Datos de detección de objetos:
╭──

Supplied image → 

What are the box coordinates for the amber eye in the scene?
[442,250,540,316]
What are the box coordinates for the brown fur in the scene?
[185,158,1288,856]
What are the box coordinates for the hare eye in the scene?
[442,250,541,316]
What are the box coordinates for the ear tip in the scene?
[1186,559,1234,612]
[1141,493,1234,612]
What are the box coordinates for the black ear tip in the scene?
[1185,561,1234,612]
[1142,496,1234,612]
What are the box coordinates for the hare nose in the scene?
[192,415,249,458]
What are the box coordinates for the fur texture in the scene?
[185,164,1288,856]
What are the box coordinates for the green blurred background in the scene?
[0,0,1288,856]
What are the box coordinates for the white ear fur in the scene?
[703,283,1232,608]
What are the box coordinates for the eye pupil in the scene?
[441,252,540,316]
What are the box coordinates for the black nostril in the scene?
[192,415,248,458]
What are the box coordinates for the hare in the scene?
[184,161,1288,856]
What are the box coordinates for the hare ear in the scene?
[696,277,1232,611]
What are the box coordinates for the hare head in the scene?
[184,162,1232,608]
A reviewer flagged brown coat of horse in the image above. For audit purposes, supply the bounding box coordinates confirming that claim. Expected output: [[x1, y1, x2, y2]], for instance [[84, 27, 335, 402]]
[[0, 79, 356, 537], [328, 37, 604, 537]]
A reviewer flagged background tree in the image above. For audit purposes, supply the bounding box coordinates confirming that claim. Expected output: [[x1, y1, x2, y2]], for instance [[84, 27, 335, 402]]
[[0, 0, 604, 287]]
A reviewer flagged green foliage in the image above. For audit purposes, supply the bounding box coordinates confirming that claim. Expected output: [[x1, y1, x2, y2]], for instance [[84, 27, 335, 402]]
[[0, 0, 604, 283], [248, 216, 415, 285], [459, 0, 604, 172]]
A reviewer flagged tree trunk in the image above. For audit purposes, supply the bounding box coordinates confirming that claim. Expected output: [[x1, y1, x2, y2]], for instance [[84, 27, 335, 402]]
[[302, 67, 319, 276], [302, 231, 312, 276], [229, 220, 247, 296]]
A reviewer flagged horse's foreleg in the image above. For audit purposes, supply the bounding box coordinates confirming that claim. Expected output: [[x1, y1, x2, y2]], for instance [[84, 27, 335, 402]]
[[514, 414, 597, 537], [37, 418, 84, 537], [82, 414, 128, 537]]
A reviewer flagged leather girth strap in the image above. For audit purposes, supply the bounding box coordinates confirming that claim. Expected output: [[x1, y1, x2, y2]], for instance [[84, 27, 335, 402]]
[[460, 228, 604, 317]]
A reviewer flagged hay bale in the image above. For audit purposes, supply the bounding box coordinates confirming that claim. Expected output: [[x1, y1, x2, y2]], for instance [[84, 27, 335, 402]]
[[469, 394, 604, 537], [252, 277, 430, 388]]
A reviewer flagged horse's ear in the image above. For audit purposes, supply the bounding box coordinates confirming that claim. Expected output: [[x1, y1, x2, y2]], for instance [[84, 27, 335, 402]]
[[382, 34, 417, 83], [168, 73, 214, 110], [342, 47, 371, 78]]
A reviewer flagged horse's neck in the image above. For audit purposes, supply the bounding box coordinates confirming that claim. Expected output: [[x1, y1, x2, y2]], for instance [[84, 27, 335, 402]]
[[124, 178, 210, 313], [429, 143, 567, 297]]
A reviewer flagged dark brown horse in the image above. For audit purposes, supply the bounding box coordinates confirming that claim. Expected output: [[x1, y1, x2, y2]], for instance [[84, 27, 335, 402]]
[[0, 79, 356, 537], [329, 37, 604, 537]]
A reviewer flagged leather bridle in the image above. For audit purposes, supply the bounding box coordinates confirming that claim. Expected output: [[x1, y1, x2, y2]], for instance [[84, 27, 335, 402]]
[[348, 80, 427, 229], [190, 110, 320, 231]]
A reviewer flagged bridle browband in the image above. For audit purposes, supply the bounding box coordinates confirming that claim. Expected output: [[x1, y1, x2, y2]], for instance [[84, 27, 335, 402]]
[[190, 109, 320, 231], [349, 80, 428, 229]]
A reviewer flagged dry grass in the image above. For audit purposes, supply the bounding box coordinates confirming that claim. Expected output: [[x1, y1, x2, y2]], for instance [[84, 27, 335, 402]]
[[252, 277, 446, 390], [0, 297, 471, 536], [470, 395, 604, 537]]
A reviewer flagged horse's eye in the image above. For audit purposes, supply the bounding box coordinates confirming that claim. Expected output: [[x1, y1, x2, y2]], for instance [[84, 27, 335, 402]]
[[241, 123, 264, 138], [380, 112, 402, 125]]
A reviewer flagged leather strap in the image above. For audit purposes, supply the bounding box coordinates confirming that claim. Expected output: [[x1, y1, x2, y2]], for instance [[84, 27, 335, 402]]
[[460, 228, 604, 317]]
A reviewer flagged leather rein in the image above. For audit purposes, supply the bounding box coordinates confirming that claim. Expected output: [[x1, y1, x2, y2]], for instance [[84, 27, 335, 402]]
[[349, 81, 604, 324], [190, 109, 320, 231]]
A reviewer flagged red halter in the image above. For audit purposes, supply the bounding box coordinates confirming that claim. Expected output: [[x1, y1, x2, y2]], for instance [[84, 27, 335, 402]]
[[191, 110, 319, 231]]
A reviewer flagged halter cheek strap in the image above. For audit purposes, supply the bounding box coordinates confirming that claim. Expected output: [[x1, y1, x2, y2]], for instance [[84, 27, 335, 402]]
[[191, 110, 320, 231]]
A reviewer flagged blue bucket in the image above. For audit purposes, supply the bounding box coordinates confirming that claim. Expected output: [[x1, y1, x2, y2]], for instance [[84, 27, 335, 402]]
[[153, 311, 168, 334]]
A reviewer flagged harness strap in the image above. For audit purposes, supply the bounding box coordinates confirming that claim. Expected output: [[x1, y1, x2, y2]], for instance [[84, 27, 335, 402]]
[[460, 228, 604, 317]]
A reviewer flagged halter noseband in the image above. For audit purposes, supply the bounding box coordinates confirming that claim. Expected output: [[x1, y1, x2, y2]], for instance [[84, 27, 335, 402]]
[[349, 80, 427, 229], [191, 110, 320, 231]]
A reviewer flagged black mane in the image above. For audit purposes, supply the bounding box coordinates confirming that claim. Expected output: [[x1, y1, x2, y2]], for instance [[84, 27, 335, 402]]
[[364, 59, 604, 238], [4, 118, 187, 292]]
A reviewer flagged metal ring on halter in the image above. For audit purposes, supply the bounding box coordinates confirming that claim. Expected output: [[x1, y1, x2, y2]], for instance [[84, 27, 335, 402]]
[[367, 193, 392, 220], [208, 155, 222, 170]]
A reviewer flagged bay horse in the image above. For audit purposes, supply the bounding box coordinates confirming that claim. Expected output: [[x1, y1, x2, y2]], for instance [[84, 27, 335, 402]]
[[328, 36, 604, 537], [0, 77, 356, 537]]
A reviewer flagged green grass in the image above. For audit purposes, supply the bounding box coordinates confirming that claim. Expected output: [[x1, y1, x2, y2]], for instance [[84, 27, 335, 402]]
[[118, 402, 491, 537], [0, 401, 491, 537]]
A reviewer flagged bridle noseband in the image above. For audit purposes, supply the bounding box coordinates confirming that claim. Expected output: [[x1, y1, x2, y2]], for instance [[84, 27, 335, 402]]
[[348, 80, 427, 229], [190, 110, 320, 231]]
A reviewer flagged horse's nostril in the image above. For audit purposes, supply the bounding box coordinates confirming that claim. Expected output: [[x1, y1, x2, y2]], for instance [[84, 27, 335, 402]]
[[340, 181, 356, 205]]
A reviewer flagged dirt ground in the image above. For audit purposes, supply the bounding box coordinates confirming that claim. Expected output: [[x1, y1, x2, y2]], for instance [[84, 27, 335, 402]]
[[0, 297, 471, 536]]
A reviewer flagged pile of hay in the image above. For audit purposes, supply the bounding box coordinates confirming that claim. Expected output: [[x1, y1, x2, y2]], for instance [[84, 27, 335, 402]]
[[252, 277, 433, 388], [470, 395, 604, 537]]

╰──

Objetivo: Por favor, reproduce sin cambios las líneas del listado que van desde la que contiene "A reviewer flagged dirt" hasta la que contiene "[[0, 297, 471, 536]]", ambas incluidas.

Respuesta del ejercicio:
A reviewer flagged dirt ground in the image above. For audit purposes, supply the bounding box coordinates confirming that claim. Expected output: [[x1, y1, x2, y2]], for instance [[84, 27, 335, 402]]
[[0, 297, 471, 536]]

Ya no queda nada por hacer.